# 操作说明
能把下面所有条目逐字照抄一遍吗？图片不要抄进去。

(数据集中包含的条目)
:::::

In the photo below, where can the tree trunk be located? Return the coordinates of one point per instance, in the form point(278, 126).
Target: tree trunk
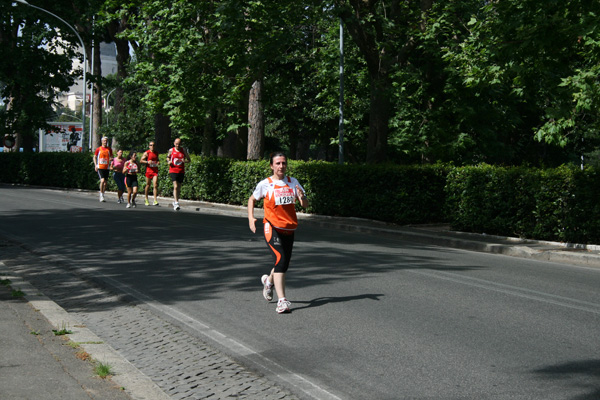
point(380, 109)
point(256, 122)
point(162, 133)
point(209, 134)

:::::

# 任务答案
In the photo below, where can the tree trunk be located? Return the coordinates of one point per instance, in the form point(278, 126).
Target: tree trunk
point(380, 109)
point(256, 122)
point(162, 133)
point(209, 134)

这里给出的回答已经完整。